Objectives:
1. According to the passage on RF amplifier non-linearity, how much power does the second error amplifier in the feed forward approach often consume?
2. Write the next part of the passage on RF amplifier non-linearity, picking up after its final sentence.

Andrew Wright, Director, Product Research
Oliver Nesper, DSP Design Engineer
1.Introduction
Non-linearity is a fundamental property of high power RF semi-conductor transistors.
Consequently, any amplifier design approach will be burdened by the management of non-linear spectral regrowth and the degradation of signal int. Figure 1 below illustrates the incumbent feed forward approach. Operation is intrinsically quite simple, with a second error amplifier and reference signal cancellation circuit being utilized to extract and amplify only the distortion components created by the main amplifier. The balanced output of the error amplifier is subtracted from the output of the main amplifier to leave a near perfect signal. In practice this approach works very well, but it is encumbered with the utilization of a second amplifier which often consumes exactly the same amount of power as the main amplifier. This significantly limits the efficiency of the assembly. Furthermore, to ensure that the circuit provides a significant reduction in distortion products the main and error loops have to be critically adjusted to ensure distortion cancellation occurs. This is a complex analog circuit design task and represents a major issue when cost reductions and increased volume production is to be considered.

Dataset extract:

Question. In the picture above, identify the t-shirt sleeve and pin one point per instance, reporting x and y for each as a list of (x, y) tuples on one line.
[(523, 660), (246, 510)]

Answers for the tasks:
1. It often consumes exactly the same amount of power as the main amplifier.

2.
Figure 1 Feed Forward Amplifier Topology
In contrast, digital predistortion is a baseband signal processing technique that eliminates the analog manufacturing complexity of feed forward amplifiers. Furthermore, because the error amplifier is eliminated, the efficiency of the system is dramatically improved because a single class AB amplifier is required. Importantly, volume production issues are eased because the digital manufacturing environment is significantly more reliable than the integration and alignment of analog signal processing elements.
2.Amplifier Linearization via Digital Predistortion
Figure 2 illustrates the principles of operation of a digital predistortion system. The objective is to numerically generate, in the real time digital complex baseband signal processing domain, a nonlinearity that has a complimentary characteristic to that exhibited by the amplifier. If the baseband non-linearity is correctly constructed, then the overall system response to a signal that flows serially through the cascade of the baseband non-linearity and the amplifier will be that of a linear gain response. A linear gain response is highly desirable because it implies that distortion and spectral regrowth will not occur.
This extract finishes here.